Which lines hold the word "small"? Copy each of them from the material.

> **Data for the task**:
________________
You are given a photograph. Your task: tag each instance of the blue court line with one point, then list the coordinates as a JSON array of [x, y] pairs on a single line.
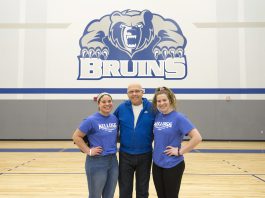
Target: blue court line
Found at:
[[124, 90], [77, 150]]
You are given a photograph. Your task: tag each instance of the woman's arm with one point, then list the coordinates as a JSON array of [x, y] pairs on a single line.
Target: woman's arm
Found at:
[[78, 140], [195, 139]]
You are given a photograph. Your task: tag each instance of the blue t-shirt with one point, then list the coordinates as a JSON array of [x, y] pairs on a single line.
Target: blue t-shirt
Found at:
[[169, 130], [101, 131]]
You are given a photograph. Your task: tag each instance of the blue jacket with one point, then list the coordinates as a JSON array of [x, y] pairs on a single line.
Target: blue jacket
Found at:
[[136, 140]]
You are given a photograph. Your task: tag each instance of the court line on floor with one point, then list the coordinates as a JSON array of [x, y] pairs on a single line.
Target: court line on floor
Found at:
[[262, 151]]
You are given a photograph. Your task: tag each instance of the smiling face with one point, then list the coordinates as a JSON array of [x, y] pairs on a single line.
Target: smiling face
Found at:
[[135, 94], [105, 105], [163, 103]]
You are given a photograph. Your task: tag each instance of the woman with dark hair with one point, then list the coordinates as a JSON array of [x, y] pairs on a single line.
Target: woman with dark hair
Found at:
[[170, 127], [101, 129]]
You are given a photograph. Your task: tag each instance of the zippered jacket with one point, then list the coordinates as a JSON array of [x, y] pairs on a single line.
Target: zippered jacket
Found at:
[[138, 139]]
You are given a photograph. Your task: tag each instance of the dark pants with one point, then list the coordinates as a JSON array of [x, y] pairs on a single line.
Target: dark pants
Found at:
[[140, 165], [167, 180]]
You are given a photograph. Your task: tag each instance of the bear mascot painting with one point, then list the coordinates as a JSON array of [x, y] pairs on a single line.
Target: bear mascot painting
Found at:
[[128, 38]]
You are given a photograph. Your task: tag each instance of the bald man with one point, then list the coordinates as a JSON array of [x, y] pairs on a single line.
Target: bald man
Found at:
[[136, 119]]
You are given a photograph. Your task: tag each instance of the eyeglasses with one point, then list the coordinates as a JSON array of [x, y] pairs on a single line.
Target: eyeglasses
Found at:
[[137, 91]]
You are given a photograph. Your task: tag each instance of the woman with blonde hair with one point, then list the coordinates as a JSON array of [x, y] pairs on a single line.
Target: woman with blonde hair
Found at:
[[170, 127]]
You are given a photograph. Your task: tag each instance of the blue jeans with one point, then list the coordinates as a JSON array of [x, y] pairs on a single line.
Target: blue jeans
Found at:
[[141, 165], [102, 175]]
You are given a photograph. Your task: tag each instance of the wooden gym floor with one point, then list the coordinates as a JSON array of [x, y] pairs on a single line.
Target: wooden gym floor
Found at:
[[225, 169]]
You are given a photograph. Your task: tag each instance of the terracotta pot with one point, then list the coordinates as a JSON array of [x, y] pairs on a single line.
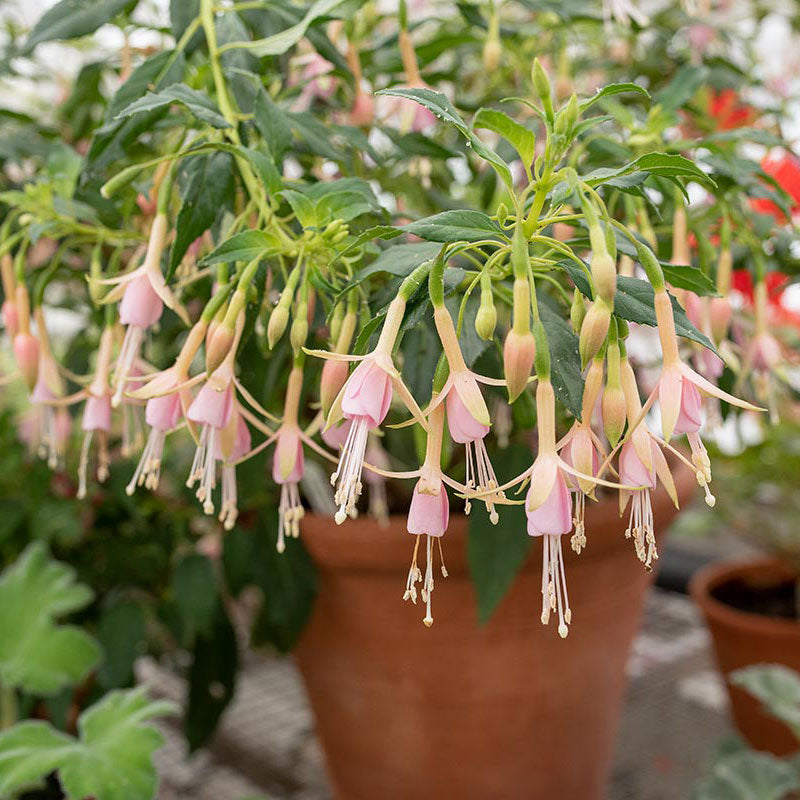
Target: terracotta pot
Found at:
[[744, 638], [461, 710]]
________________
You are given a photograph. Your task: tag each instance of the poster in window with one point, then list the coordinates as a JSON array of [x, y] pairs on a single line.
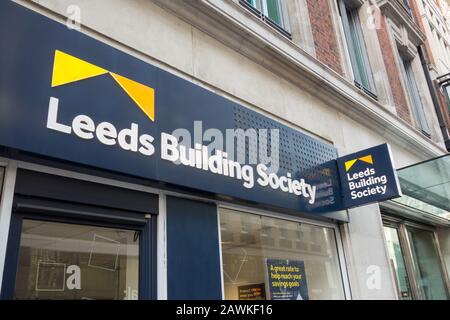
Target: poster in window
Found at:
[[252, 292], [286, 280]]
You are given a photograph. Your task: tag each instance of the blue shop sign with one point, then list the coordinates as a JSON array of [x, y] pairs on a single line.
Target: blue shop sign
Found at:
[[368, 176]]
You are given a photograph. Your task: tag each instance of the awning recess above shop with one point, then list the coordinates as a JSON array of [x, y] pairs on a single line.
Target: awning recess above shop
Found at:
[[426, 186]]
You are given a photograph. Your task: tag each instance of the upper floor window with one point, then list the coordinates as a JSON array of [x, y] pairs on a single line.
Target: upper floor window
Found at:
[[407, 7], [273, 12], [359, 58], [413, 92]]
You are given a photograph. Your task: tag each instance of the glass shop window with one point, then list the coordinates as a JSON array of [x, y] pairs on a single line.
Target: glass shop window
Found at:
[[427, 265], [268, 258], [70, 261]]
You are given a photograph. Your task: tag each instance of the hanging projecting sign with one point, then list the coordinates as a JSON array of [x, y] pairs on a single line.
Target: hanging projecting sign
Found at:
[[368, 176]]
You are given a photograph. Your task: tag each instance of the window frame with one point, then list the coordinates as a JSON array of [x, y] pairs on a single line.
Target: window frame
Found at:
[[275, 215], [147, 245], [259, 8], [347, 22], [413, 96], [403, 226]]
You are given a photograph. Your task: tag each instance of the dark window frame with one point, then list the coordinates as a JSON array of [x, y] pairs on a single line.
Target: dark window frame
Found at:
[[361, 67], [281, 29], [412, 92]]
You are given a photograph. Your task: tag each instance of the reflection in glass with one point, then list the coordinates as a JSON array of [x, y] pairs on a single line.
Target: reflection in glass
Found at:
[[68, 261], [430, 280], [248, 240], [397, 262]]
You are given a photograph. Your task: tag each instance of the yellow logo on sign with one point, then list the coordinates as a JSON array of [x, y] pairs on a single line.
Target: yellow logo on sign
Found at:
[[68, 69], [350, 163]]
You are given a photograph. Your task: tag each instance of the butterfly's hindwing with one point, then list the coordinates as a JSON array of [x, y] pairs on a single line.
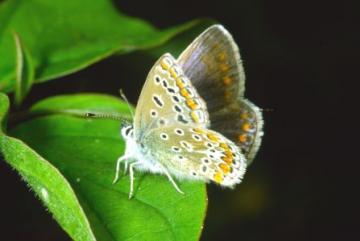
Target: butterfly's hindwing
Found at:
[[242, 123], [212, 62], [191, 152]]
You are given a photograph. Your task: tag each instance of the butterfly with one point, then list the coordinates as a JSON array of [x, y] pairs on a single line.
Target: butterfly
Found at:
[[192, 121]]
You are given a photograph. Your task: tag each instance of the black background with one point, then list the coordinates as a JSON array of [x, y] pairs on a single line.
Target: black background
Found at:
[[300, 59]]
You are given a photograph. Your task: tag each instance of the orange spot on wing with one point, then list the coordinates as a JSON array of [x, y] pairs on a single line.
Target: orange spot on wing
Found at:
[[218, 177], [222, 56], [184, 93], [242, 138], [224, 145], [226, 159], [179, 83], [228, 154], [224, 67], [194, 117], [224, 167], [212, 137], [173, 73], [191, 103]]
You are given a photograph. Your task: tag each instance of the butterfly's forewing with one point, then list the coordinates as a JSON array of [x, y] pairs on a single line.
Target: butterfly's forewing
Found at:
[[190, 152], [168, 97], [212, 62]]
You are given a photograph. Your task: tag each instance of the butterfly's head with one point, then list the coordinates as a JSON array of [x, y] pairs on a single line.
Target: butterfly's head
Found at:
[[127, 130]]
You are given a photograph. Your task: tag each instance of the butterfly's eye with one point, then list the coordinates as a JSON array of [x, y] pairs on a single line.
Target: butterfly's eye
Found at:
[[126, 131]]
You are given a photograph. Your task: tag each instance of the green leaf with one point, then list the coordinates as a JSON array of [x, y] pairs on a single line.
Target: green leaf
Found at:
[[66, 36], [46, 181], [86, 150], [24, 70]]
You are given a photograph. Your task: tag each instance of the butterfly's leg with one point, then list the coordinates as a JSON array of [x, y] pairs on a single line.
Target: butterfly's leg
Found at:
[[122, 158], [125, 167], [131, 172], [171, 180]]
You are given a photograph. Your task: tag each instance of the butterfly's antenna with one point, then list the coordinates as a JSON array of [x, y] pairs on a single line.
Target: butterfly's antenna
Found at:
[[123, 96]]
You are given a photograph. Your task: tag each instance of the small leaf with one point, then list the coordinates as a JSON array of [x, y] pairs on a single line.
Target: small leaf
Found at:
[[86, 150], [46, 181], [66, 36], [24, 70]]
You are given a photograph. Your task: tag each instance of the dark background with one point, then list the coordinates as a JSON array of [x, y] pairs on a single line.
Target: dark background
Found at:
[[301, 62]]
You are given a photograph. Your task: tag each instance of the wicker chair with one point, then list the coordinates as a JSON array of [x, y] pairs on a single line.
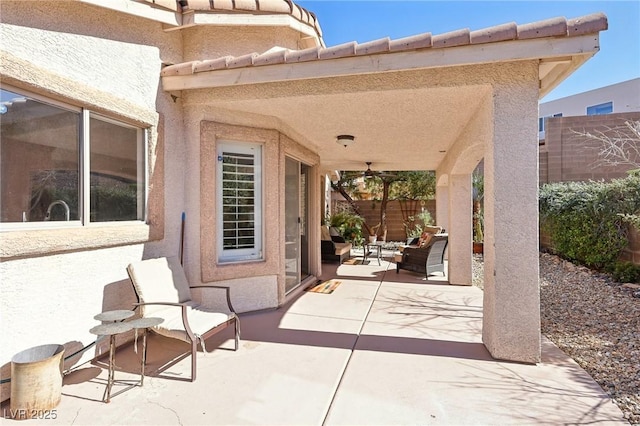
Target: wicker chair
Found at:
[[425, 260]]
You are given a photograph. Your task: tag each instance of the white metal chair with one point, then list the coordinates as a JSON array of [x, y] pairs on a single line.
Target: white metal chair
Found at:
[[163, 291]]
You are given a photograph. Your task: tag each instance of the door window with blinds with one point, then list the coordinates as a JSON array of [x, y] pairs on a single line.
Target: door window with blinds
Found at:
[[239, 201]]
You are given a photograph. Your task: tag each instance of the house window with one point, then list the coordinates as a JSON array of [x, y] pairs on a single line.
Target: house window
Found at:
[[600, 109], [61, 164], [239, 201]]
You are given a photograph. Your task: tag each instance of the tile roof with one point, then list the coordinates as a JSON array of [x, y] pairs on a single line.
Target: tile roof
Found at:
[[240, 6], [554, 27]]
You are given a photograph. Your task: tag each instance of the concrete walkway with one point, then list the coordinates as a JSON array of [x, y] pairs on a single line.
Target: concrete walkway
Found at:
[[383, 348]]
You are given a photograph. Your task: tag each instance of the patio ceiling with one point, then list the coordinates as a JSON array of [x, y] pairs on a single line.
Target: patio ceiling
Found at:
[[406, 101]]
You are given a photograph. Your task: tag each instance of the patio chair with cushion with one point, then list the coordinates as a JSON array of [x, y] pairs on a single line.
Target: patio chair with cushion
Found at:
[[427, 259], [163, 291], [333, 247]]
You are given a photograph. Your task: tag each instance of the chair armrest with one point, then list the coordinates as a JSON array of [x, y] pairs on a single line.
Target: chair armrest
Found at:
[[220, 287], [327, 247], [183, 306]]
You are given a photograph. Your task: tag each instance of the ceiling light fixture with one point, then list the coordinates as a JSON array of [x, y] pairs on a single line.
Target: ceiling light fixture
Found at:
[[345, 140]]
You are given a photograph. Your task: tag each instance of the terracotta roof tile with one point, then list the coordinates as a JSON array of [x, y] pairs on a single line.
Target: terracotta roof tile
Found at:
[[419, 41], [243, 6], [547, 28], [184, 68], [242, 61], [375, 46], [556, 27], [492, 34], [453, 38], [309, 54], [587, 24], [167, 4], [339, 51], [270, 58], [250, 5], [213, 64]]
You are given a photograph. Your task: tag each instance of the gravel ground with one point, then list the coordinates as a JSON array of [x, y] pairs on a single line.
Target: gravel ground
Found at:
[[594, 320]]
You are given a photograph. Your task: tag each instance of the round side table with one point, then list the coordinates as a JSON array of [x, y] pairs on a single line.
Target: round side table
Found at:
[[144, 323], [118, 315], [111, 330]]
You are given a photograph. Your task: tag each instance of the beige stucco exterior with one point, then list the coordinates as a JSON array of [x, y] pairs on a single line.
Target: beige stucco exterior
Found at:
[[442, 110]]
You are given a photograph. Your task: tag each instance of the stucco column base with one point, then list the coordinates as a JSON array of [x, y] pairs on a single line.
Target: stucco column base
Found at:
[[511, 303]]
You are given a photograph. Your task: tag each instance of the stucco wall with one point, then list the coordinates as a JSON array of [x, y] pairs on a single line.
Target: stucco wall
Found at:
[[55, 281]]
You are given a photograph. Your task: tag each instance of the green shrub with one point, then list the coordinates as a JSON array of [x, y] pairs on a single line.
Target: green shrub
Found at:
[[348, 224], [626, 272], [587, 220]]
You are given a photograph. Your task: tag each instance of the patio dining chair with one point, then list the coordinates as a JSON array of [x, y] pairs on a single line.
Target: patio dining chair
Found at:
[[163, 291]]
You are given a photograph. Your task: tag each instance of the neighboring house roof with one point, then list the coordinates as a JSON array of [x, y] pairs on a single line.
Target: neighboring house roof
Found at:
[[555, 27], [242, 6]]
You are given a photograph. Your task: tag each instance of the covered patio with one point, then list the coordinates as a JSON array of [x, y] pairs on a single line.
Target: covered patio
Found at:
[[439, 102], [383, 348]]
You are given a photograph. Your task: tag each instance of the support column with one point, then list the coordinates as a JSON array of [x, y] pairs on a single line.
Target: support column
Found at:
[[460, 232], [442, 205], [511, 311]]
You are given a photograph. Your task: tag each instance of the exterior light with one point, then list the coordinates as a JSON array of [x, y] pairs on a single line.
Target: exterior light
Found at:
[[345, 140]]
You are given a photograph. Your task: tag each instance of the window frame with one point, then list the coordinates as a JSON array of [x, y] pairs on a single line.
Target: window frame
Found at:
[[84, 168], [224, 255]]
________________
> **Reply to the exercise**:
You are given a photograph. Your task: tag each instance of the small leaf with one point, then list the coordinates as a JSON array of [x, y] pairs on a single line.
Target: small leaf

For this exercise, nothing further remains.